**Problem details:**
Copy every line below word for word, leaving out the pictures.

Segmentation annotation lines
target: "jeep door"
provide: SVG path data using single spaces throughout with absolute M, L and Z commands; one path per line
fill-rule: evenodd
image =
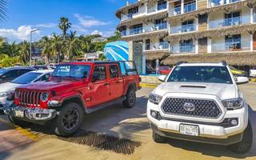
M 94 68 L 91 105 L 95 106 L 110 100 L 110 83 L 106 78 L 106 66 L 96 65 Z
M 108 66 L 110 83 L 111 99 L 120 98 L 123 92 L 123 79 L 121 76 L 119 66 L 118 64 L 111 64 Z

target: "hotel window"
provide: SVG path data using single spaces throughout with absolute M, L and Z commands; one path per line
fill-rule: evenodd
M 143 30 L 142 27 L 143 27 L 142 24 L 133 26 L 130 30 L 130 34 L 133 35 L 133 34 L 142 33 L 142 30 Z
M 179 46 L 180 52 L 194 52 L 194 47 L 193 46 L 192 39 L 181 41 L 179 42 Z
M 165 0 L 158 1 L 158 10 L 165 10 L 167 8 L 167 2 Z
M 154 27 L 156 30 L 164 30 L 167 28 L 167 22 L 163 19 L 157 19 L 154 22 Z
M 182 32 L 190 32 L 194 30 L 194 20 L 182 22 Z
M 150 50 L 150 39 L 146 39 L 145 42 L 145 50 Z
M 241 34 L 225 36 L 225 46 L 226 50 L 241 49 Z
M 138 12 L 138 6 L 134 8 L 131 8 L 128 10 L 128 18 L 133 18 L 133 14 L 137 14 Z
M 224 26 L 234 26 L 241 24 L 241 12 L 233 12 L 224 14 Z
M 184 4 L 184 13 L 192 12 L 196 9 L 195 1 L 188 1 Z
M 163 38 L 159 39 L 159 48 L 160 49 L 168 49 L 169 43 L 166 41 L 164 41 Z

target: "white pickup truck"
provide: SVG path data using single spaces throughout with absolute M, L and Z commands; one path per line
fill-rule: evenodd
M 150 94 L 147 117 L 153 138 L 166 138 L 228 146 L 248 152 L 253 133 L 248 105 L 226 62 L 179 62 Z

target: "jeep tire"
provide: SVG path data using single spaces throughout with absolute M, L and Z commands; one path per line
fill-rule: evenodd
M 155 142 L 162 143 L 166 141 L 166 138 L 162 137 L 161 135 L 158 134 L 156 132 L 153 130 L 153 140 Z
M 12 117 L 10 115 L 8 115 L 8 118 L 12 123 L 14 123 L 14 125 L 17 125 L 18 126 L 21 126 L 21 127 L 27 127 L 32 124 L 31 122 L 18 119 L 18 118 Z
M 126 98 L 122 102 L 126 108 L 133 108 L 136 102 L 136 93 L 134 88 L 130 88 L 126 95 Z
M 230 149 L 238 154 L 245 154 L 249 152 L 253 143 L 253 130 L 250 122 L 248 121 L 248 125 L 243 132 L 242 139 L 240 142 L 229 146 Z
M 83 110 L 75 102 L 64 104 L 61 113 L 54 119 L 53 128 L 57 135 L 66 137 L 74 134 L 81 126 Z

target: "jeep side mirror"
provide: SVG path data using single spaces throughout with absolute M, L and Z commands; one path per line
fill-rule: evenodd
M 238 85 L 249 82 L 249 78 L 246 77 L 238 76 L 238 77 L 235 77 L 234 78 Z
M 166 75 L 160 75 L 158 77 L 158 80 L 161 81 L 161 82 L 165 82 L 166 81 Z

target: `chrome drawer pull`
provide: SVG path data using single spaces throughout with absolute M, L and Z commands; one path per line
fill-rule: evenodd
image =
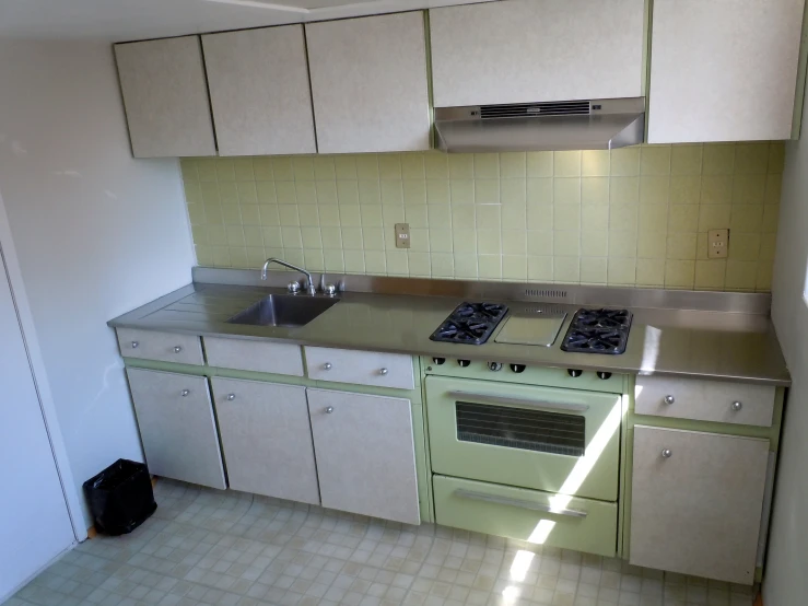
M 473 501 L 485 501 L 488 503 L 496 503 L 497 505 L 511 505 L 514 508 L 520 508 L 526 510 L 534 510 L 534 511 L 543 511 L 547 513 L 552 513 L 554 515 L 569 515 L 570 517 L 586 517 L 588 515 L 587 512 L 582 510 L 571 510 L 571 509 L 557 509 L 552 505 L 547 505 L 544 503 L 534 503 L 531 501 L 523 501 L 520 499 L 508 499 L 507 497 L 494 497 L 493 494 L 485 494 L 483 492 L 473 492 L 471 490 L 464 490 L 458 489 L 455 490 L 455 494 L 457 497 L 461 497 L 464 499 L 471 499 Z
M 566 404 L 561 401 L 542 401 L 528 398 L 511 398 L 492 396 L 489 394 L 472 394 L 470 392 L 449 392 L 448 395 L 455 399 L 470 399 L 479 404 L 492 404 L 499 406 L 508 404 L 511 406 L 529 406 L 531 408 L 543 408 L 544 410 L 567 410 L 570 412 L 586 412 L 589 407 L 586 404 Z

**Exercise answer:**
target: "jeep door"
provide: SVG path data using single spaces throughout with absolute M, L and Z commands; one path per line
fill-rule: evenodd
image =
M 94 68 L 91 105 L 95 106 L 110 100 L 110 83 L 106 78 L 106 66 L 96 65 Z
M 108 66 L 110 83 L 111 99 L 120 98 L 123 92 L 123 79 L 121 76 L 119 66 L 118 64 L 111 64 Z

target: "hotel window"
provide: SVG path data using single spaces throughout with absolute M, L and Z commands; one path per line
fill-rule: evenodd
M 143 30 L 142 27 L 143 27 L 142 24 L 133 26 L 130 30 L 130 34 L 133 35 L 133 34 L 142 33 L 142 30 Z
M 179 46 L 180 52 L 194 52 L 194 47 L 193 46 L 192 39 L 181 41 L 179 42 Z
M 165 0 L 158 1 L 158 10 L 165 10 L 167 8 L 167 2 Z
M 154 27 L 156 30 L 164 30 L 167 28 L 167 22 L 163 19 L 157 19 L 154 22 Z
M 182 32 L 190 32 L 194 30 L 194 20 L 182 22 Z
M 150 50 L 150 39 L 146 39 L 145 42 L 145 50 Z
M 241 34 L 225 36 L 225 46 L 226 50 L 241 49 Z
M 138 12 L 138 6 L 134 8 L 131 8 L 128 10 L 128 18 L 133 18 L 133 14 L 137 14 Z
M 224 26 L 234 26 L 241 24 L 241 12 L 233 12 L 224 14 Z
M 184 4 L 184 13 L 192 12 L 196 9 L 195 1 L 188 1 Z
M 163 38 L 159 39 L 159 48 L 160 49 L 168 49 L 169 43 L 166 41 L 164 41 Z

target: "white pickup truck"
provide: SVG path data using single spaces throughout with absolute M, L and Z commands; one path per line
fill-rule: evenodd
M 150 94 L 147 117 L 153 138 L 166 138 L 228 146 L 248 152 L 253 133 L 248 105 L 226 62 L 179 62 Z

target: "jeep tire"
provide: SVG path data using single spaces throughout with absolute M, L and Z commands; one path per line
fill-rule: evenodd
M 155 142 L 162 143 L 166 141 L 166 138 L 162 137 L 161 135 L 158 134 L 156 132 L 153 130 L 153 140 Z
M 12 117 L 10 115 L 8 115 L 8 118 L 12 123 L 14 123 L 14 125 L 17 125 L 18 126 L 21 126 L 21 127 L 27 127 L 32 124 L 31 122 L 18 119 L 18 118 Z
M 126 98 L 122 102 L 126 108 L 133 108 L 136 102 L 136 93 L 134 88 L 130 88 L 126 95 Z
M 230 149 L 238 154 L 245 154 L 249 152 L 253 143 L 253 130 L 250 122 L 248 121 L 248 125 L 243 132 L 242 139 L 240 142 L 229 146 Z
M 83 110 L 75 102 L 64 104 L 61 113 L 54 119 L 53 128 L 57 135 L 66 137 L 74 134 L 81 126 Z

target: "jeep side mirror"
provide: SVG path data using single spaces throughout with absolute M, L and Z commands; one path per line
fill-rule: evenodd
M 238 85 L 249 82 L 249 78 L 246 77 L 238 76 L 238 77 L 235 77 L 234 78 Z
M 166 75 L 160 75 L 158 77 L 158 80 L 161 81 L 161 82 L 165 82 L 166 81 Z

target: `chrome drawer pull`
provide: SVG path data using single spaces throughout with absolute M, L and Z commands; one path per line
fill-rule: evenodd
image =
M 473 501 L 485 501 L 488 503 L 496 503 L 497 505 L 511 505 L 514 508 L 520 508 L 526 510 L 534 510 L 534 511 L 543 511 L 547 513 L 552 513 L 554 515 L 569 515 L 570 517 L 586 517 L 588 515 L 587 512 L 582 510 L 571 510 L 571 509 L 557 509 L 552 505 L 547 505 L 544 503 L 534 503 L 531 501 L 523 501 L 520 499 L 508 499 L 507 497 L 494 497 L 493 494 L 485 494 L 483 492 L 473 492 L 471 490 L 464 490 L 458 489 L 455 490 L 455 494 L 457 497 L 461 497 L 464 499 L 471 499 Z
M 566 404 L 561 401 L 542 401 L 528 398 L 511 398 L 492 396 L 489 394 L 472 394 L 470 392 L 449 392 L 448 395 L 455 399 L 470 399 L 479 404 L 492 404 L 499 406 L 508 404 L 511 406 L 529 406 L 531 408 L 543 408 L 544 410 L 567 410 L 570 412 L 586 412 L 589 407 L 586 404 Z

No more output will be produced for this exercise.